## Work required
Retyping should cover only the lines from the one containing "Practice step: pin every instance of the blue pillow" through the final line of the records, with pictures omitted.

____ Dataset content

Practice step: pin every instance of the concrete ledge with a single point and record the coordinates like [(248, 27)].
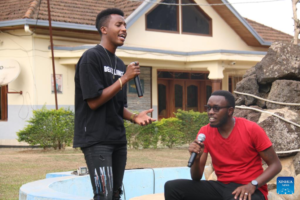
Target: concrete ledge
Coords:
[(65, 186), (159, 196)]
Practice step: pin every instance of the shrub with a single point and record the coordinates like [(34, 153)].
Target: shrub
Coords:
[(170, 132), (191, 123), (49, 128)]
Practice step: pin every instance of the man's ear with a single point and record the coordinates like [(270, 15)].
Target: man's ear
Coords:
[(103, 30), (230, 111)]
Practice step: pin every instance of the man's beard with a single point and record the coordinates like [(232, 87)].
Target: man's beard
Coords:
[(222, 122)]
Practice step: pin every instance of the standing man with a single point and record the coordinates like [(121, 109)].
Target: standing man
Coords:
[(236, 146), (100, 101)]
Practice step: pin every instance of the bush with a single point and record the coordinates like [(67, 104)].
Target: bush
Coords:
[(49, 128), (191, 123), (141, 136), (170, 132)]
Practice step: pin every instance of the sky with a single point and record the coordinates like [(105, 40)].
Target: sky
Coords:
[(275, 13)]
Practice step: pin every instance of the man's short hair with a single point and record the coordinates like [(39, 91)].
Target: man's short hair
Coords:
[(228, 96), (103, 16)]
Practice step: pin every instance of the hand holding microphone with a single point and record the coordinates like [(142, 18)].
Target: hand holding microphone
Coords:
[(201, 138), (138, 84)]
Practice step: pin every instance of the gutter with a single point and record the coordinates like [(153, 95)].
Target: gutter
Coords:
[(84, 47), (246, 24), (130, 20)]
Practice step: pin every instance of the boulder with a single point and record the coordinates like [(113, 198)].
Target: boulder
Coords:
[(262, 103), (284, 91), (251, 115), (247, 85), (283, 135), (296, 162), (281, 62)]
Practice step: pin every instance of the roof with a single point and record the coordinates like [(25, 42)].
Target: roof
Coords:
[(70, 11), (268, 33), (84, 13)]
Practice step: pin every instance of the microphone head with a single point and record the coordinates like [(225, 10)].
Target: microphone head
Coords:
[(201, 137)]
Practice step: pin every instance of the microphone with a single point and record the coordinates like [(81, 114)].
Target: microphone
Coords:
[(201, 138), (138, 84)]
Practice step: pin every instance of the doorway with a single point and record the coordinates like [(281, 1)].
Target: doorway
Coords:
[(187, 93)]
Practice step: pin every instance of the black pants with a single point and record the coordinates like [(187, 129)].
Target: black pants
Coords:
[(106, 164), (203, 190)]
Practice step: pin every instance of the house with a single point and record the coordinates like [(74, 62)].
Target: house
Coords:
[(186, 52)]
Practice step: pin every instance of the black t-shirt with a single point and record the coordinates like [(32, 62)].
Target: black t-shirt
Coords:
[(93, 74)]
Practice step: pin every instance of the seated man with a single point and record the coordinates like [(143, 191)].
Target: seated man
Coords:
[(236, 146)]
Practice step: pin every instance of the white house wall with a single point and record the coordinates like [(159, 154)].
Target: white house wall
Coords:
[(224, 37)]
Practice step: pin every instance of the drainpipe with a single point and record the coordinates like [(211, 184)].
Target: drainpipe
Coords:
[(52, 53)]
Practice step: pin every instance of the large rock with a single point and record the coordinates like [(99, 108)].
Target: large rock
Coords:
[(296, 162), (262, 103), (281, 62), (283, 135), (284, 91), (251, 115), (247, 85)]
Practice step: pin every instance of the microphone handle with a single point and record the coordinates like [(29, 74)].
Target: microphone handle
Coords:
[(138, 86), (192, 159)]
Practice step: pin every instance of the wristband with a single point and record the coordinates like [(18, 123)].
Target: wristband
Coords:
[(132, 117), (121, 85)]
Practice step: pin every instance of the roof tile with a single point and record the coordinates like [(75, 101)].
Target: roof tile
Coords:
[(85, 12)]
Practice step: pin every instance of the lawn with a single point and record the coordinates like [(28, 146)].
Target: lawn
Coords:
[(20, 166)]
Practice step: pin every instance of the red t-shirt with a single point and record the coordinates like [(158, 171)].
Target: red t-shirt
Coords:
[(236, 158)]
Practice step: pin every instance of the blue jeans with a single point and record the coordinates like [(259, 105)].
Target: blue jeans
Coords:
[(106, 164)]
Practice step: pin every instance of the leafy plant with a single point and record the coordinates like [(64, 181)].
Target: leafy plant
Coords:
[(191, 123), (170, 131), (49, 128)]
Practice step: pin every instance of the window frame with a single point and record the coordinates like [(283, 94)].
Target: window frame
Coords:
[(164, 31), (206, 15), (3, 101)]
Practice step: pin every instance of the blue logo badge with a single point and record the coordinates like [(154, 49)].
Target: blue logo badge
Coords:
[(285, 185)]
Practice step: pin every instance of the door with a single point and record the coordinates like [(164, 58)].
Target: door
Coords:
[(163, 99)]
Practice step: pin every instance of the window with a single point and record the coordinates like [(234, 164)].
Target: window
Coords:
[(194, 19), (3, 103), (166, 18), (232, 81), (163, 17)]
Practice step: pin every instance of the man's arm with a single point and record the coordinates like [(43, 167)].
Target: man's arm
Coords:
[(197, 168), (142, 118), (274, 167), (111, 91)]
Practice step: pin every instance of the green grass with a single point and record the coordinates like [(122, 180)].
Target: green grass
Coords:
[(19, 166)]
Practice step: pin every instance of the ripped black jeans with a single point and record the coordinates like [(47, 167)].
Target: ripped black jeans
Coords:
[(106, 164)]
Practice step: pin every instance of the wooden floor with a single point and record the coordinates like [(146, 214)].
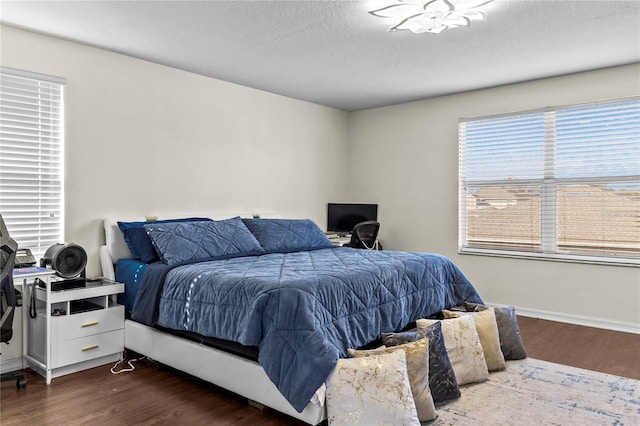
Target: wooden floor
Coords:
[(154, 396)]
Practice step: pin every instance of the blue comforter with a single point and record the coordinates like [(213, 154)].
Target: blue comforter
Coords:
[(304, 309)]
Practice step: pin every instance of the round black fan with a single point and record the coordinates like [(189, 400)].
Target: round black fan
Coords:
[(67, 259)]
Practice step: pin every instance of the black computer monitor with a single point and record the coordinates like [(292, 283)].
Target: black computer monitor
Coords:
[(342, 217)]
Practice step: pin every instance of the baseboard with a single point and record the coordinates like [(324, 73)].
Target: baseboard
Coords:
[(12, 364), (627, 327)]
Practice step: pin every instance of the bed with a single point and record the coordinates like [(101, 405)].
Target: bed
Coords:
[(265, 307)]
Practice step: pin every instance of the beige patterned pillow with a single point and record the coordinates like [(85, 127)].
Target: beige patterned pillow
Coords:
[(463, 347), (487, 328), (371, 391), (417, 354)]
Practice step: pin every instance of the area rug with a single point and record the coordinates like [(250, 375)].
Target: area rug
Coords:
[(534, 392)]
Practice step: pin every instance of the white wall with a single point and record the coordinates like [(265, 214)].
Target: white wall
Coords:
[(410, 168), (144, 139)]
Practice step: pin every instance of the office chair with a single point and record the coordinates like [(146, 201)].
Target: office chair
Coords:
[(8, 297), (365, 235)]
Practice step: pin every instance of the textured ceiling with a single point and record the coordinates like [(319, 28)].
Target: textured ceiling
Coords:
[(334, 53)]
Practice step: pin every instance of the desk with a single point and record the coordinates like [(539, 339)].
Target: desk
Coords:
[(338, 240)]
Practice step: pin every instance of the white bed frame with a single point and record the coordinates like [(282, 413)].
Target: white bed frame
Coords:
[(234, 373)]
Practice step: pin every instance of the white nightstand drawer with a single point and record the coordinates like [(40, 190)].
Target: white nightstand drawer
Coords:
[(86, 348), (68, 327)]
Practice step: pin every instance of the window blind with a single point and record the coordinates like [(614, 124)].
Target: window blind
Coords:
[(562, 183), (31, 158)]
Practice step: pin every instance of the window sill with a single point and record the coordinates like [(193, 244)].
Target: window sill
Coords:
[(568, 258)]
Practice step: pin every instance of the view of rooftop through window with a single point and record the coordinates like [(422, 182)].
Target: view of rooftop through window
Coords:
[(563, 181)]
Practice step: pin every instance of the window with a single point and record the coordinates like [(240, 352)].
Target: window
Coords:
[(561, 183), (31, 161)]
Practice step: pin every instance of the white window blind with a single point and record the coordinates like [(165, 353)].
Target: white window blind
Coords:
[(562, 183), (31, 158)]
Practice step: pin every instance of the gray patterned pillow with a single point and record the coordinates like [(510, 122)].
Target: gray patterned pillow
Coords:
[(510, 340), (442, 379)]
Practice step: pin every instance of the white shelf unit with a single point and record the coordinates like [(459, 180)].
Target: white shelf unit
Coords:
[(75, 329)]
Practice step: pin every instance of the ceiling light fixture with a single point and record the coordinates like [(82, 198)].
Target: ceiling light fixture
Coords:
[(431, 16)]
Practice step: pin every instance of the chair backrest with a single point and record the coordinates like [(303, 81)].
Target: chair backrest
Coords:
[(8, 248), (365, 235)]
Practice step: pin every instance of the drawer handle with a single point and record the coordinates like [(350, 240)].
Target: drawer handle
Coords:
[(88, 348)]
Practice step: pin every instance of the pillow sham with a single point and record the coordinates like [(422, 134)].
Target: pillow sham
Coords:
[(442, 378), (511, 342), (287, 235), (371, 391), (463, 348), (138, 241), (417, 356), (180, 242), (487, 329)]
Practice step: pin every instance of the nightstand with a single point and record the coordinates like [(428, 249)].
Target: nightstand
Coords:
[(74, 329)]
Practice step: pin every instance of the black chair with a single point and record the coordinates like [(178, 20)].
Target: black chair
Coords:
[(365, 235), (8, 297)]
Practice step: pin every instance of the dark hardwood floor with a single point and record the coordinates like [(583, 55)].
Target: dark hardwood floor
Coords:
[(155, 396)]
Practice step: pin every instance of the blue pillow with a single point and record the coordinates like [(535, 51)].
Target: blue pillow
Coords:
[(180, 242), (138, 241), (287, 235)]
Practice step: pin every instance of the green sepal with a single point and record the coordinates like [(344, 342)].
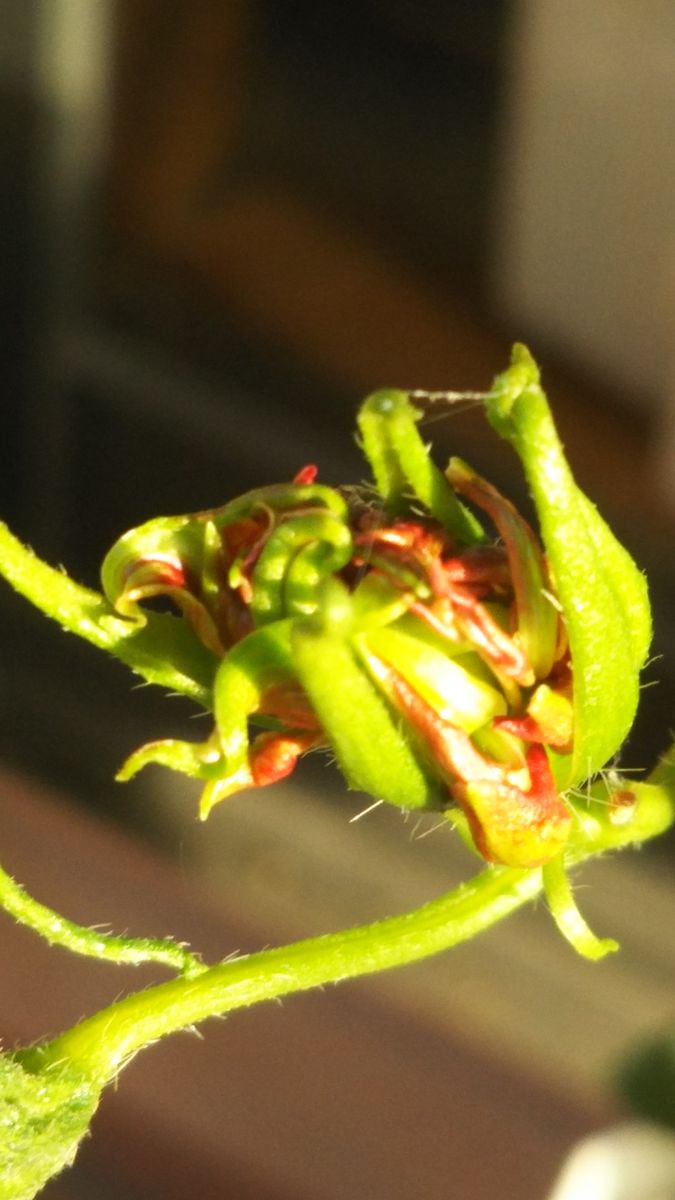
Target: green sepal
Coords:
[(401, 463), (370, 743), (602, 593)]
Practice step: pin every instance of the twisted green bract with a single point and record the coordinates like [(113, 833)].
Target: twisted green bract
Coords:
[(43, 1117)]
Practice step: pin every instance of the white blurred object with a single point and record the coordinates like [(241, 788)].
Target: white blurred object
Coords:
[(631, 1162)]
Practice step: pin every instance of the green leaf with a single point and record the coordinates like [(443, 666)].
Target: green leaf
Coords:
[(401, 463), (603, 594)]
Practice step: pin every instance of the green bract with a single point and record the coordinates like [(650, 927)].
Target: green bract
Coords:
[(603, 594)]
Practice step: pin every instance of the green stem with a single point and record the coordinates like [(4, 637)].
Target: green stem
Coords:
[(102, 1043), (163, 651), (93, 942)]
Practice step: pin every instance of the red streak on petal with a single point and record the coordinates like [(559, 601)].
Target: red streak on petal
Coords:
[(488, 637), (306, 474), (273, 756)]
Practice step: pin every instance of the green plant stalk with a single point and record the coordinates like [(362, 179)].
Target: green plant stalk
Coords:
[(103, 1043), (163, 651), (96, 943)]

________

## Worked solution
Practice step: pin every instance of the blue pillow with a single point and record the coordinates like [(535, 51)].
Target: blue pillow
Coords:
[(180, 242), (138, 241), (287, 235)]
Practice step: pin every instance of the green sepal with a single point and record the coordinates like [(344, 342)].
Target: green sepal
Coords:
[(401, 463), (370, 743), (602, 593)]
Practice step: pin every instance of the twisted green bract with a single point and record the coordinates like [(113, 833)].
Target: twisted green bract
Coords:
[(43, 1117)]
Practice step: pin every instance of the white blurred object with a single point and record the coordinates like [(241, 788)].
Target: white blurred object
Coords:
[(631, 1162)]
Practice step: pin every instance of the green leaf with a single point and record the coordinates like [(443, 666)].
Target: green leaf
Coords:
[(401, 463), (603, 594)]
Practice step: pin every instance of the green bract with a single point and record the coordinates like [(650, 927)].
Target: green bract
Coords:
[(603, 594)]
Practice step: pin every instance of the green stem with a single point and record the coordinates like [(4, 637)].
Target: green stem
Coords:
[(102, 1043), (163, 651), (93, 942)]
Practice step: pin every instance of the red streak on petal with a single point and record the coordinates like [(559, 601)].
Target: red streak on petal
Coords:
[(488, 637), (306, 474), (273, 756)]
Practice step: pin every instance of the green plant stalk with a single point and record the coordinates like [(362, 179)].
Target: green plant stalk
Coords:
[(103, 1043), (163, 651), (96, 943)]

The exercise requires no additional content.